» **TASKS TO COMPLETE**:
A. In the Jazzmaster Thinline review, do these statements agree with the text? (i) The watch runs on a quartz movement. (ii) The watch has a second hand. (iii) The dial marks only every fifth minute. Answer yes or no for each, quoting the review's deciding words.
B. Can you turn the paragraph of the Jazzmaster Thinline review beginning "This is quite a nice watch for the money" into a short bulleted list that keeps its main facts?

» **PAGE EXTRACT**:
******
# Pictures and brief review of Hamilton Jazzmaster Thinline



## ctilly (Aug 12, 2011)

Hi Hamy fans,

I picked up my first "real" watch a few months back and have been meaning to share my thoughts on it with WUS.

This is quite a nice watch for the money (~$300). The dimensions seem fairly unique, very flat (7mm) but with a fairly large case diameter (42mm). It took me a while to get used to the size it but now I really like it. I wear fitted shirts and wanted something that would fit under the cuffs. This watch is perfect. It also looks surprisingly good with a t-shirt. b-)

In terms of performance it has a swiss ETA 955.112 quartz movement so accuracy is fantastic. It has no second hand (which I love) but I set it against the atomic clock by pointing the very sharp minute hand exactly at a minute hash mark (of which all sixty are marked on the dial - another "love it" feature). You can tell with a glance nearly exact time. I wanted this since I take the train daily and they are run consistently on time.
******
[Stored dataset items]

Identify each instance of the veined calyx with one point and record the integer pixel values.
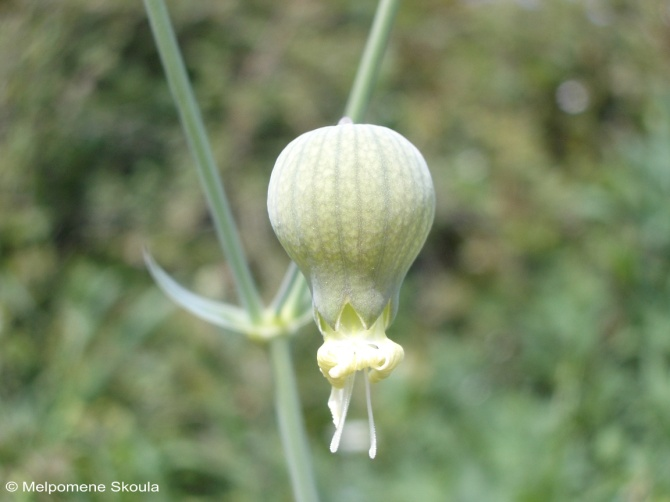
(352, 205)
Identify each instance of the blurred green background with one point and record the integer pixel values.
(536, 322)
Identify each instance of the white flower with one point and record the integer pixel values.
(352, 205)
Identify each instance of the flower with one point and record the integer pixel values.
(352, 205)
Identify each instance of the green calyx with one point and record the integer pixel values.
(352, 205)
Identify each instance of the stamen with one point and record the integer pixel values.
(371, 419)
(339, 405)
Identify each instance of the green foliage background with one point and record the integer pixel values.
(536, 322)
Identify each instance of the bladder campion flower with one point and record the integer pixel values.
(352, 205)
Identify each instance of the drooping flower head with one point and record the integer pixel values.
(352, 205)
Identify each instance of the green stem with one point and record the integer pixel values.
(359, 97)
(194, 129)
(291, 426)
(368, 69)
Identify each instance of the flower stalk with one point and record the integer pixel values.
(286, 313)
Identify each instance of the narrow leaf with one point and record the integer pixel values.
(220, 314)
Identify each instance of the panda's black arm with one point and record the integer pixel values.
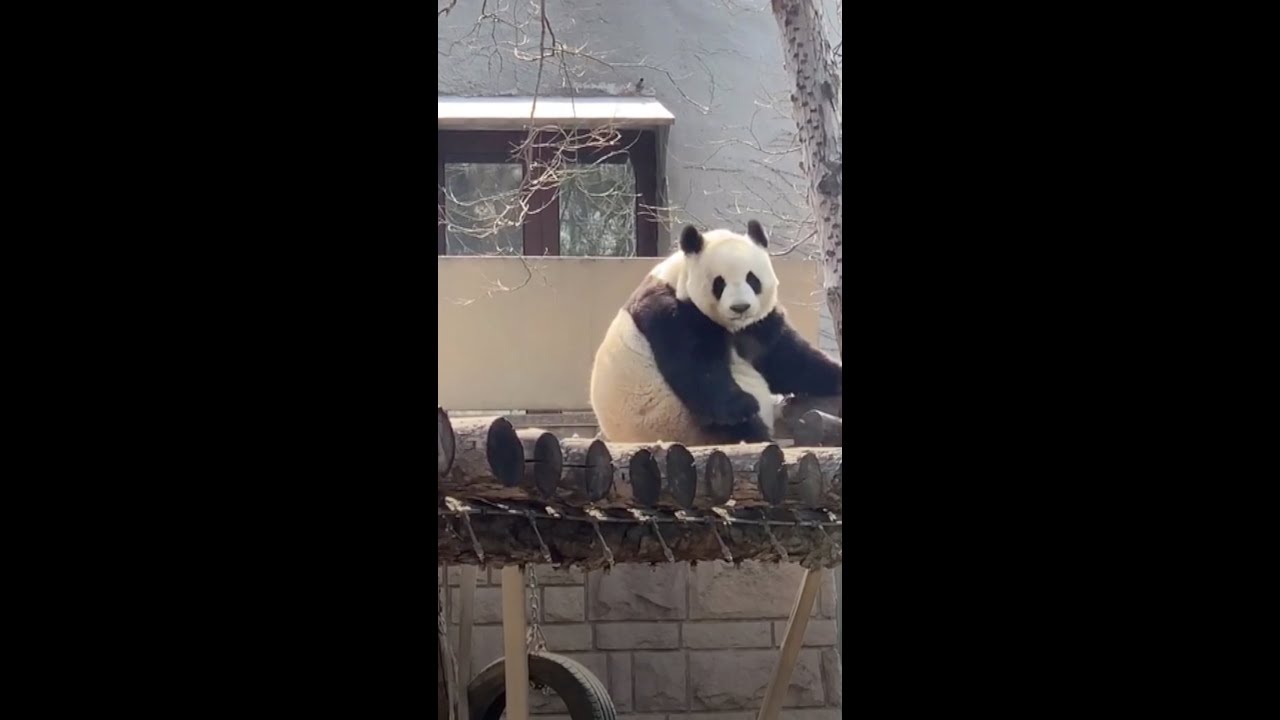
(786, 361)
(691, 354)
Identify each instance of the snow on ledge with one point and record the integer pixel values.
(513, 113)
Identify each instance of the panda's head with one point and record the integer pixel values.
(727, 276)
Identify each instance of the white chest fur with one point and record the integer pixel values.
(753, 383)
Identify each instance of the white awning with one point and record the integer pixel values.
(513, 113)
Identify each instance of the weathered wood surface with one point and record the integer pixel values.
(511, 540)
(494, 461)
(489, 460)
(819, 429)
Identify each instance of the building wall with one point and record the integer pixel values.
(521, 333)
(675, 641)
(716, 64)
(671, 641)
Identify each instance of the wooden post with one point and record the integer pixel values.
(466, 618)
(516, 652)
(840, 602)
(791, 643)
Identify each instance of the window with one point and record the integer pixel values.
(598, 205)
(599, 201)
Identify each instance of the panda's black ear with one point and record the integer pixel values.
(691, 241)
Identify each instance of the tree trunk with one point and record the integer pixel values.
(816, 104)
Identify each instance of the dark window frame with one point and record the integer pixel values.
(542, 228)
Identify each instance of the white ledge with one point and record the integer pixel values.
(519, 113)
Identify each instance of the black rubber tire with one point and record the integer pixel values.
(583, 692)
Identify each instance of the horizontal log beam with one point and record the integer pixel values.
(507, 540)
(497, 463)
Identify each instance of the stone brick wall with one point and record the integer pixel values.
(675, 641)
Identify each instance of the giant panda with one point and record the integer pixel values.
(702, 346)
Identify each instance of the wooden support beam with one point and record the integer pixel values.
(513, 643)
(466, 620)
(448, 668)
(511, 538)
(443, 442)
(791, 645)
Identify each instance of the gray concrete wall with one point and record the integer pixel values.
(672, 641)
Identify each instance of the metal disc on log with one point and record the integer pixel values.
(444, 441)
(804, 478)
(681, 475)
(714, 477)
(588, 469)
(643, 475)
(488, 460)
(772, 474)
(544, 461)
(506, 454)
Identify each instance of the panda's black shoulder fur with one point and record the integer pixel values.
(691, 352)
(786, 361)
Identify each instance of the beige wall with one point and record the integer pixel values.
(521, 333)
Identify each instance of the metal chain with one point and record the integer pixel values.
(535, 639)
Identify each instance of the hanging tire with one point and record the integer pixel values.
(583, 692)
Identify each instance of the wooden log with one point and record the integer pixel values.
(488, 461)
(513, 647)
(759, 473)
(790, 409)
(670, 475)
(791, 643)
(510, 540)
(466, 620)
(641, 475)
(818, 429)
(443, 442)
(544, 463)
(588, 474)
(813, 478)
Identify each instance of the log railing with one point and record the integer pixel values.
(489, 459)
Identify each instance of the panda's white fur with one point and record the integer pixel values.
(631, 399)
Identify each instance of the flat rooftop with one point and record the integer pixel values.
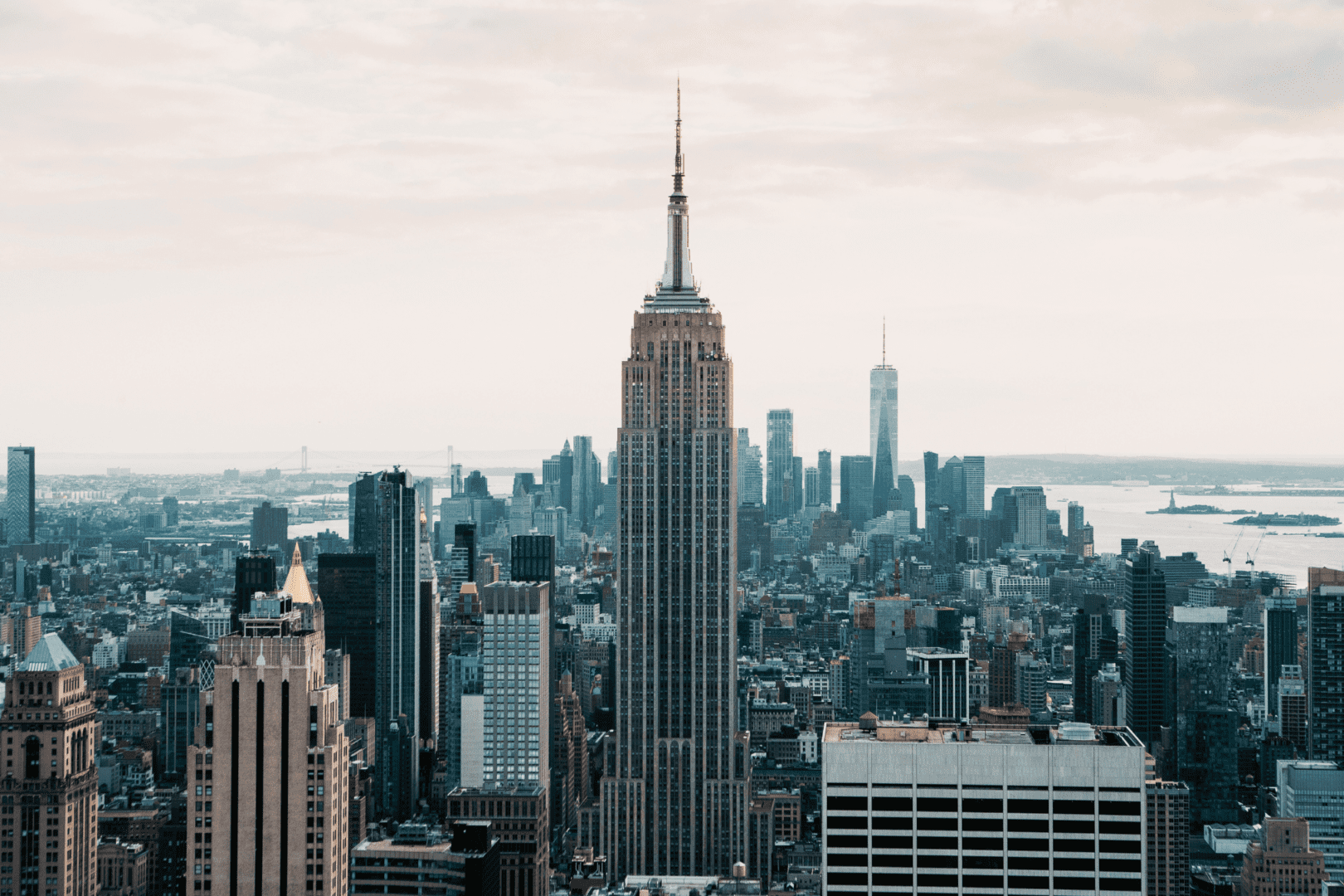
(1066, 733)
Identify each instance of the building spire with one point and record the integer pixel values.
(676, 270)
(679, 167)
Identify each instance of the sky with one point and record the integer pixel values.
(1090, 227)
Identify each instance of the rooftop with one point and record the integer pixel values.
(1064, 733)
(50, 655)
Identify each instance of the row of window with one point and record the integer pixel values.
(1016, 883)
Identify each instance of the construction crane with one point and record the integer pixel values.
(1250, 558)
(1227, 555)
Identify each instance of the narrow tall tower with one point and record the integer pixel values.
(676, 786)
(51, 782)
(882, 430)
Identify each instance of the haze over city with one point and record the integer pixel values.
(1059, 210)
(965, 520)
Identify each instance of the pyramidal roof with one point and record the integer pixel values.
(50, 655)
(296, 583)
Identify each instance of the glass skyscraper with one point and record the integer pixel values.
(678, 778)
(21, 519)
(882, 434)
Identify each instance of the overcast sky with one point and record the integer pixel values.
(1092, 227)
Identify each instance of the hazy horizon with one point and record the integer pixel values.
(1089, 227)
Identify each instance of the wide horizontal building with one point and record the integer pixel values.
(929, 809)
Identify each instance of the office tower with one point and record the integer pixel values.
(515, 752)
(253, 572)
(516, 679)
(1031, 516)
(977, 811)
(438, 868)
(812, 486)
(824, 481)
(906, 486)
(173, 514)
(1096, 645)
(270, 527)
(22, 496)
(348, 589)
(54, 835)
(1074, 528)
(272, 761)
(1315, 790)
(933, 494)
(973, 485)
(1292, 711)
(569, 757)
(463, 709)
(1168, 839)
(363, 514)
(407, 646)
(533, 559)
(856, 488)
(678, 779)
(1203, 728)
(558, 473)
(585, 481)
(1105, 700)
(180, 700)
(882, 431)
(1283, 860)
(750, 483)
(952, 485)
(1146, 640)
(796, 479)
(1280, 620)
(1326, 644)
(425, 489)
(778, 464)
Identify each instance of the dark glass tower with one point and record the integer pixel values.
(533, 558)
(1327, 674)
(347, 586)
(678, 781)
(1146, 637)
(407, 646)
******
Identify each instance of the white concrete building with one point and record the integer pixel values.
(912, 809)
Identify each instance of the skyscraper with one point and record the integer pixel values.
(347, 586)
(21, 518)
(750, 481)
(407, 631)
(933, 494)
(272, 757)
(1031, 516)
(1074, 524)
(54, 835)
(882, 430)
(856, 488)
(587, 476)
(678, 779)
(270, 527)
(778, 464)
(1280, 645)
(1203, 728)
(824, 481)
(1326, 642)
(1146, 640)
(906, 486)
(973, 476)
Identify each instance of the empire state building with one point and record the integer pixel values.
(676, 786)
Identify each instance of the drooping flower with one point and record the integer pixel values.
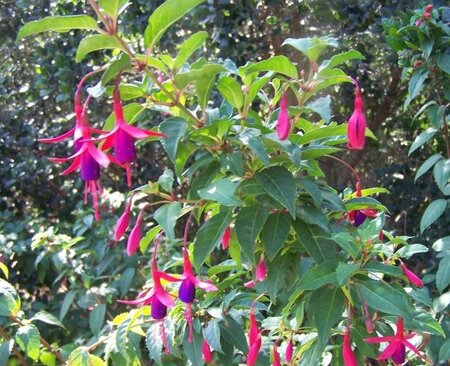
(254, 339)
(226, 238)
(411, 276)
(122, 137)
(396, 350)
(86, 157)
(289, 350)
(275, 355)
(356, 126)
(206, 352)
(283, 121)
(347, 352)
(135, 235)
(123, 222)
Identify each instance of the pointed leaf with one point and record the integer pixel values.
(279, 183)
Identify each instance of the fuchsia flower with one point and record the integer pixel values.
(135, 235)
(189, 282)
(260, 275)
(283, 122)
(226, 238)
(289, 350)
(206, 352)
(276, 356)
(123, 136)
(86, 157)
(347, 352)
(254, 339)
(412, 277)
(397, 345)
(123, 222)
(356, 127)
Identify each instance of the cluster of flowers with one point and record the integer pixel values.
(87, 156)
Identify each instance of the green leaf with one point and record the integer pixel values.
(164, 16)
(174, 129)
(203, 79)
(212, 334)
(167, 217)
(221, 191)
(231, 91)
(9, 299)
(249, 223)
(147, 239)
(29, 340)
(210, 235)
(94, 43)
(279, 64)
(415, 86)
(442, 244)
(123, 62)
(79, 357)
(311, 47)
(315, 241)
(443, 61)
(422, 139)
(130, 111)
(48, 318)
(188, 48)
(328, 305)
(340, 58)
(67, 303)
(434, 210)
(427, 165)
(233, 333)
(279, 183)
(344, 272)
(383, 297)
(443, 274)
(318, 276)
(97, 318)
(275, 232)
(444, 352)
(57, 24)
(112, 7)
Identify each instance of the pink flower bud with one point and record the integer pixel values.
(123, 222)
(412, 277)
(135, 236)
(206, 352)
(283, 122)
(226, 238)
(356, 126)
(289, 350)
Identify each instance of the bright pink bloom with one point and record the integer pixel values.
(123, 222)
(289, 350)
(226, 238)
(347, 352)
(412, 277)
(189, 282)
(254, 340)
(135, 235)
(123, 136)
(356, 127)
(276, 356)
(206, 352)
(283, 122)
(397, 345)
******
» **LIST OF SOLUTIONS**:
A.
(i) Yes: "it has a swiss ETA 955.112 quartz movement"
(ii) No: "It has no second hand"
(iii) No: "of which all sixty are marked on the dial"

B.
- Good value at about $300
- Unusual proportions: very flat (7mm) with a fairly large 42mm case
- The size took some getting used to but is now well liked
- Fits under the cuffs of fitted shirts, as intended
- Also looks surprisingly good with a t-shirt